**Exercise objective**
Each line of the material must be repeated precisely, with the pictures left out.

**The input**
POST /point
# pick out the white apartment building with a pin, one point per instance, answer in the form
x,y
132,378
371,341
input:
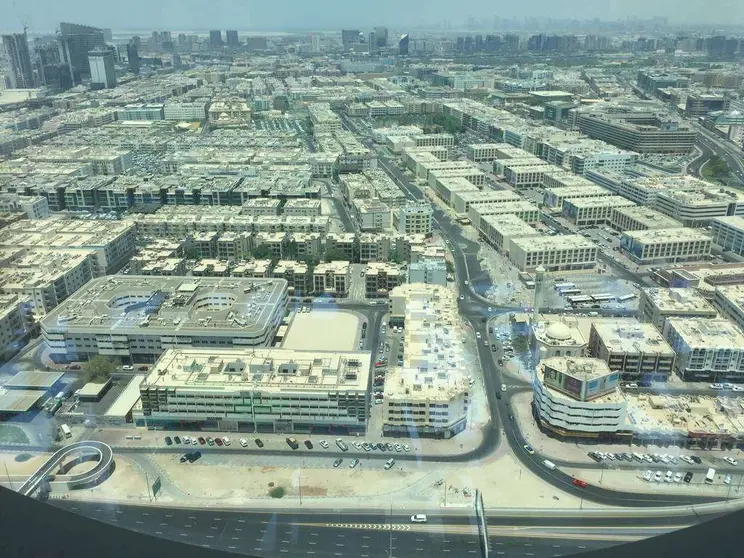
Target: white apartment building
x,y
261,206
429,395
136,318
434,140
729,301
303,207
185,111
658,304
35,207
413,218
592,211
666,245
638,218
554,196
696,208
371,214
554,253
483,152
431,272
256,390
728,233
500,229
332,278
637,350
578,397
462,200
525,210
707,349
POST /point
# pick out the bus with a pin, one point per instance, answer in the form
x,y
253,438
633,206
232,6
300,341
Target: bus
x,y
710,476
561,286
569,292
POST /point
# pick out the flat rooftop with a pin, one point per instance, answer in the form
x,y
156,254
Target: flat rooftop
x,y
707,332
33,379
678,234
639,337
678,300
262,369
558,242
169,305
19,400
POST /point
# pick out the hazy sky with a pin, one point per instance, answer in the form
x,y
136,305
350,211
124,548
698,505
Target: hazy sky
x,y
45,15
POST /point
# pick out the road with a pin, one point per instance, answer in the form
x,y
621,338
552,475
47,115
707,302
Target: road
x,y
367,535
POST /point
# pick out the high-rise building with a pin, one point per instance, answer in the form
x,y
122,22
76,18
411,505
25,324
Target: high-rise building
x,y
133,57
349,37
215,38
16,46
403,45
381,36
232,38
102,72
76,41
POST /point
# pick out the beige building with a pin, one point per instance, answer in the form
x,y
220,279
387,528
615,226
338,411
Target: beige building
x,y
332,278
666,245
707,349
500,230
554,253
658,304
428,396
637,350
382,277
256,390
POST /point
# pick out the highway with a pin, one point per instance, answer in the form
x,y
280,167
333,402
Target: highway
x,y
367,535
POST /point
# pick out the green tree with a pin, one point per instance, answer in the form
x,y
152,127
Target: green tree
x,y
98,369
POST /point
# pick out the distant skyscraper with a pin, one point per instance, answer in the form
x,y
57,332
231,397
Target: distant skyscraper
x,y
76,41
381,35
403,45
16,46
133,57
232,38
349,37
102,72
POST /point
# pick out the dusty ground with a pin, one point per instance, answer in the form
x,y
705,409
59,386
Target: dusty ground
x,y
324,330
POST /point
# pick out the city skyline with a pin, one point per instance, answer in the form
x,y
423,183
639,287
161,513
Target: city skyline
x,y
230,14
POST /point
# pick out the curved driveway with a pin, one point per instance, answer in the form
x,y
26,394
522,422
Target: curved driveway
x,y
105,459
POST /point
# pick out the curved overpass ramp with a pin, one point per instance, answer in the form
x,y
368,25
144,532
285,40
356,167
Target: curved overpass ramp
x,y
81,451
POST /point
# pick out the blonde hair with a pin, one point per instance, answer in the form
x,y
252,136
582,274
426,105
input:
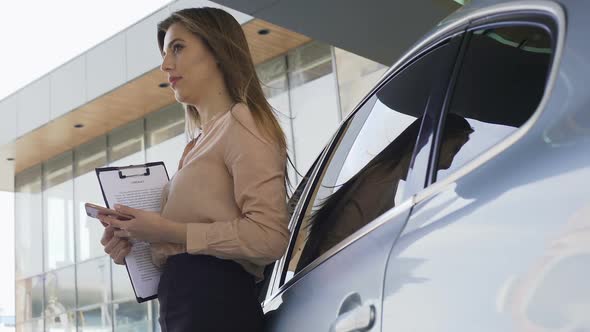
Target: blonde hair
x,y
225,39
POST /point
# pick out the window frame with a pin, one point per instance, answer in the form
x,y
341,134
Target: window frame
x,y
278,283
553,24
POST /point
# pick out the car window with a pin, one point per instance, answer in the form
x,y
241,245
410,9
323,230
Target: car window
x,y
499,86
366,171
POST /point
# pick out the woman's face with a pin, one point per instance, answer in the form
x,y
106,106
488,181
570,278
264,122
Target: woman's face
x,y
192,69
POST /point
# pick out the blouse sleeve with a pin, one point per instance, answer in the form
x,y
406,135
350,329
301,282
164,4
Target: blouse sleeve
x,y
260,235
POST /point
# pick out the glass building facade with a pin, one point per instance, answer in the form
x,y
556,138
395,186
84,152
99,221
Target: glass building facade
x,y
64,280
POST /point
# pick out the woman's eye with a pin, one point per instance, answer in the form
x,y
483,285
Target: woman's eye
x,y
176,48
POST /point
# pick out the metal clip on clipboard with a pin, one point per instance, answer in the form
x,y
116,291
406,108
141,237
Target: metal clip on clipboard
x,y
122,176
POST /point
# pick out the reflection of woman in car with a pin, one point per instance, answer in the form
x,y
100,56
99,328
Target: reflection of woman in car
x,y
372,190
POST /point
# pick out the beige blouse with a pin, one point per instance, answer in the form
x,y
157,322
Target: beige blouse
x,y
230,191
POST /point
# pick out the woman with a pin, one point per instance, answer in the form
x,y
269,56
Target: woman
x,y
224,214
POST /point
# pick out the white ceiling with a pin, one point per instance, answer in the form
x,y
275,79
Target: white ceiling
x,y
380,30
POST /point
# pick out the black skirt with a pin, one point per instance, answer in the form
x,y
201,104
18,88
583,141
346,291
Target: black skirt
x,y
205,293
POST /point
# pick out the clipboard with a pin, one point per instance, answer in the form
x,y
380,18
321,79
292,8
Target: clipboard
x,y
139,187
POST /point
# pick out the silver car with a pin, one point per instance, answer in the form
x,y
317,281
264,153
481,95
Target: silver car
x,y
456,196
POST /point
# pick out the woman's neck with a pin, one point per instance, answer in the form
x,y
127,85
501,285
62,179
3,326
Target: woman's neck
x,y
213,105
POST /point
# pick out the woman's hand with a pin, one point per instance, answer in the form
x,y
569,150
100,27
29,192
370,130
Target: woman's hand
x,y
115,246
146,226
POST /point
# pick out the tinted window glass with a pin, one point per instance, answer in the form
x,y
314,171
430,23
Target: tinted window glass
x,y
366,171
500,84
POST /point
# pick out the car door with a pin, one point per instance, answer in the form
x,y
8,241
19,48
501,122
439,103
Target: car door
x,y
491,245
358,201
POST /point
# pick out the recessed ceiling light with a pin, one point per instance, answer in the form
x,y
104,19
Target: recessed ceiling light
x,y
263,32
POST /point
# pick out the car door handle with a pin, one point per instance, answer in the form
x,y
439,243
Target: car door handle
x,y
358,319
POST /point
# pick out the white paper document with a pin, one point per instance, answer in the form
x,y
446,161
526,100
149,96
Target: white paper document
x,y
139,187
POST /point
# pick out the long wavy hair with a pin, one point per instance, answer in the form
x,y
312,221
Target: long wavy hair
x,y
329,211
225,39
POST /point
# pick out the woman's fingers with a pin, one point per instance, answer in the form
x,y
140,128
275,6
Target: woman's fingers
x,y
107,235
120,257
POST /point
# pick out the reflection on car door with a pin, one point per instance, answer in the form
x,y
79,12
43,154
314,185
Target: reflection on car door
x,y
470,245
332,274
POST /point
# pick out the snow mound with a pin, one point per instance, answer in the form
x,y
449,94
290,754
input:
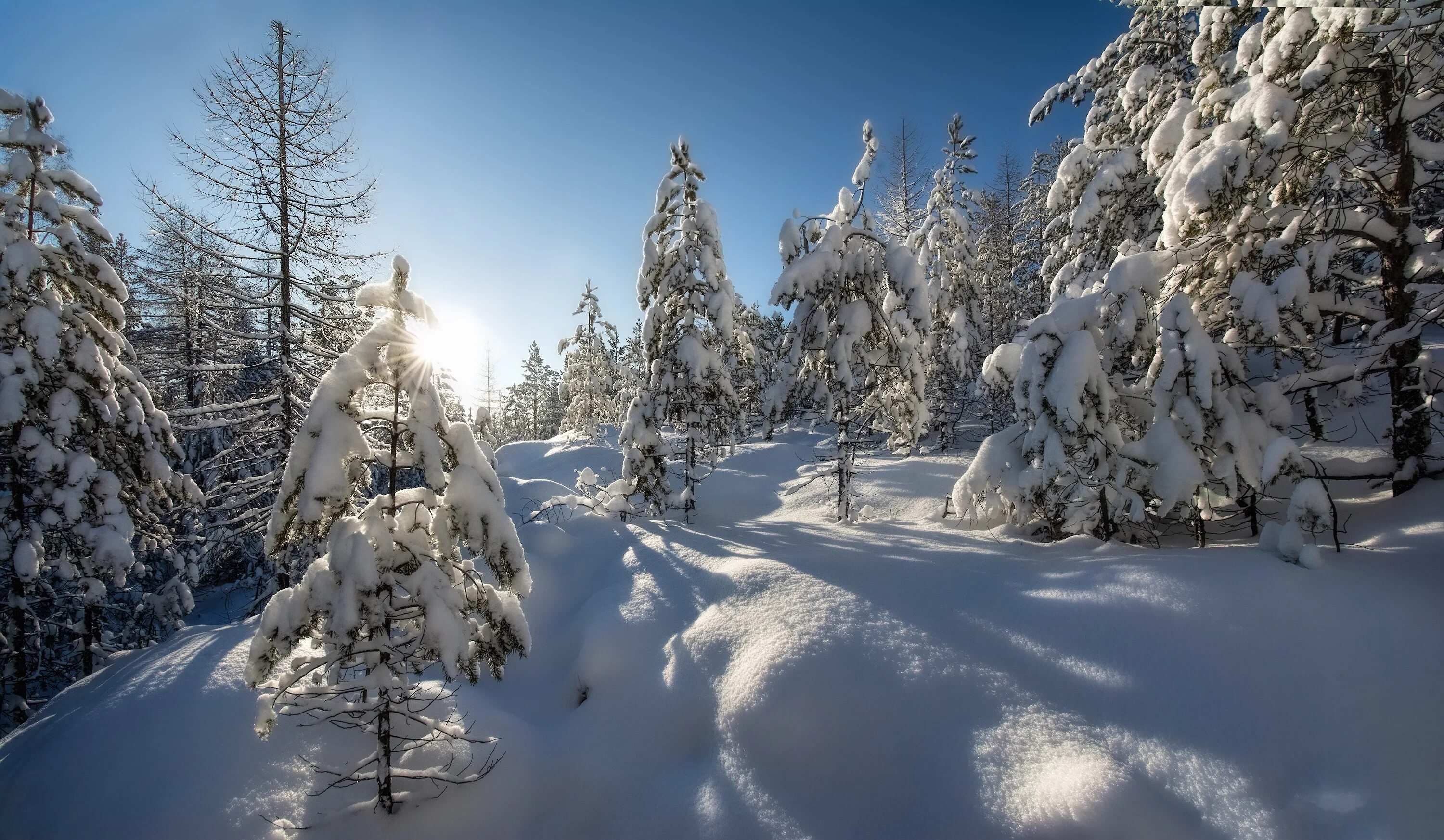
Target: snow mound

**Answer to the problem**
POST /point
# pick out the white apartment building with a pin, one point per instance, answer in the form
x,y
132,378
371,341
input:
Target: white apartment building
x,y
261,206
429,395
136,318
434,140
729,301
303,207
185,111
658,304
35,207
413,218
592,211
666,245
638,218
554,196
696,208
371,214
554,253
483,152
431,272
256,390
728,233
500,229
332,278
637,350
578,397
462,200
525,210
707,349
POST /point
# pick out the bus with a pin, one point per instance, answer in the form
x,y
253,438
633,206
232,6
300,341
Target: bus
x,y
710,476
561,286
569,292
POST /point
# pick out the flat rooftop with a pin, one point per instance, answer in the form
x,y
156,254
Target: flat rooftop
x,y
707,332
33,379
678,234
639,337
678,300
262,369
558,242
169,305
19,400
POST /point
# pick out the hazy sky with a pin, one point per instance, answer in the form
x,y
136,305
350,211
124,548
698,505
Target: hazy sky
x,y
45,15
POST /point
# pick out the road with a pin, one point per instance, answer in the form
x,y
621,338
552,475
47,115
707,302
Target: road
x,y
367,535
POST /point
# pick out the high-rise building with a pin, one point per instance, answer in the form
x,y
122,22
76,18
411,505
25,324
Target: high-rise building
x,y
133,57
349,37
215,38
16,46
403,45
381,36
232,38
102,72
76,41
POST /point
# pick out the beige building with a pin, one point per instance, answer in the form
x,y
220,279
387,528
615,226
338,411
Target: beige building
x,y
332,278
666,245
707,349
500,230
554,253
658,304
428,396
637,350
382,277
256,390
POST /point
# pick out the highway with a pin, one point per instance, answer in the form
x,y
280,167
333,402
Target: highway
x,y
367,535
POST /point
# pick out the green tree with a pin, one point per instance, answer in the form
x,y
152,127
Target: green tree
x,y
98,369
POST /point
# pick out the distant skyscraper with a pin, one point per instance, answer in the form
x,y
57,332
231,397
Target: distant skyscraper
x,y
76,41
381,35
403,45
16,46
133,57
232,38
349,37
102,72
POST /point
# pick out the dusty ground with a pin, one point per instance, answer in the form
x,y
705,409
59,386
Target: dusty ground
x,y
324,330
POST /point
# pick out the city skyline with a pin, one point per instance, answer in the form
x,y
423,183
639,287
161,513
Target: city skyline
x,y
230,14
POST /point
# pick out the curved driveway with a pin, one point per instance, answer in the form
x,y
26,394
522,422
Target: curved driveway
x,y
105,459
POST /point
# pick out the curved overpass ramp with a pin, one point per instance, answer in the form
x,y
368,25
144,532
285,40
356,167
Target: curved overpass ramp
x,y
81,451
POST /point
# pick out the blonde hair with a pin, one point per instance, answer in the form
x,y
252,136
582,274
426,105
input:
Target: blonde hair
x,y
225,39
POST /point
# pick out the window frame with a pin, one point per instance, answer in the form
x,y
341,134
Target: window frame
x,y
278,283
553,24
POST /point
# pick out the car window with a pin, one point per instance, answer in the form
x,y
241,245
410,9
323,230
Target: car window
x,y
499,86
366,171
POST /point
# pick out the woman's face with a pin, one point per instance, answer in the form
x,y
106,106
488,181
570,278
264,122
Target: woman's face
x,y
192,69
POST /point
# pick out the blouse sleeve with a pin, one point per instance, answer in the form
x,y
406,135
350,329
301,282
164,4
Target: blouse sleeve
x,y
260,235
POST /point
# pick out the glass building facade with a pin, one point per instance, answer in the form
x,y
556,138
395,186
84,152
99,221
Target: glass building facade
x,y
64,280
POST /point
# pick out the woman's eye with a pin, one point per instance, answer in the form
x,y
483,285
Target: woman's eye
x,y
176,48
POST /point
# pick out the metal clip on clipboard with a pin, one point per instance, answer in the form
x,y
116,291
406,108
141,237
Target: metal clip on clipboard
x,y
122,176
POST /point
# pick out the reflection of woman in car with a pin, one point per instance, answer in the form
x,y
100,56
99,328
Target: reflection of woman in car
x,y
372,190
POST /point
# pick out the beige blouse with a pin, one point per instance, answer in the form
x,y
157,322
Target: beige blouse
x,y
230,191
POST /point
# pick out the woman with a pin, one point per instance, answer in the form
x,y
269,56
Target: woman
x,y
224,214
POST /point
# pick out the white ceiling with a pin, one point per instance, answer in the form
x,y
275,79
Target: white ceiling
x,y
380,30
POST /point
# pick out the black skirt with a pin, one point per instance, answer in the form
x,y
201,104
18,88
583,141
346,291
Target: black skirt
x,y
205,293
POST /point
# pick out the clipboard with a pin, one point per instance, answer in the form
x,y
380,18
321,79
292,8
Target: clipboard
x,y
139,187
POST /point
# pick out the silver car with a pin, one point per instance, answer in the form
x,y
317,281
264,153
481,95
Target: silver car
x,y
456,196
POST /point
# pick out the woman's neck with a pin, one point per instance, answer in the form
x,y
127,85
501,285
62,179
3,326
Target: woman's neck
x,y
213,105
POST /point
# pick out the woman's hand with a pin, one point per instance, answer in the form
x,y
569,150
100,27
29,192
370,130
Target: woman's hand
x,y
115,246
146,226
POST /point
# pick out the tinted window glass with a pin, one point per instance, answer in the form
x,y
314,171
430,23
Target: tinted window glass
x,y
366,171
500,84
POST /point
# pick out the car door with a pin, one point per instance, answer in the form
x,y
8,241
19,48
501,122
439,103
Target: car door
x,y
491,245
358,201
POST /point
# pick out the recessed ceiling light with a pin, one point per instance, answer in the form
x,y
104,19
Target: recessed ceiling light
x,y
263,32
POST /point
# pick out the car door handle with a pin, one point per instance, answer in the form
x,y
439,243
Target: car door handle
x,y
358,319
POST /point
# pick out the white paper document with a pin, one point per instance, answer in the form
x,y
446,161
526,100
149,96
Target: white paper document
x,y
139,187
POST /point
# pick out the long wavy hair with a pin, one point per instance, answer in the form
x,y
312,221
Target: long wavy hair
x,y
329,211
225,39
POST /point
# pick out the woman's fingers with a pin, one point per instance, answer in the form
x,y
140,128
275,6
Target: woman's fingers
x,y
107,235
120,257
POST /point
# pick out the reflection on car door with a pin, one point per instance, answer in the form
x,y
79,12
43,154
314,185
Target: reflection on car door
x,y
470,245
332,274
POST /point
# pick out the snow mound with a pin, one point per instance, answer in the form
x,y
449,94
290,754
input:
Target: snow mound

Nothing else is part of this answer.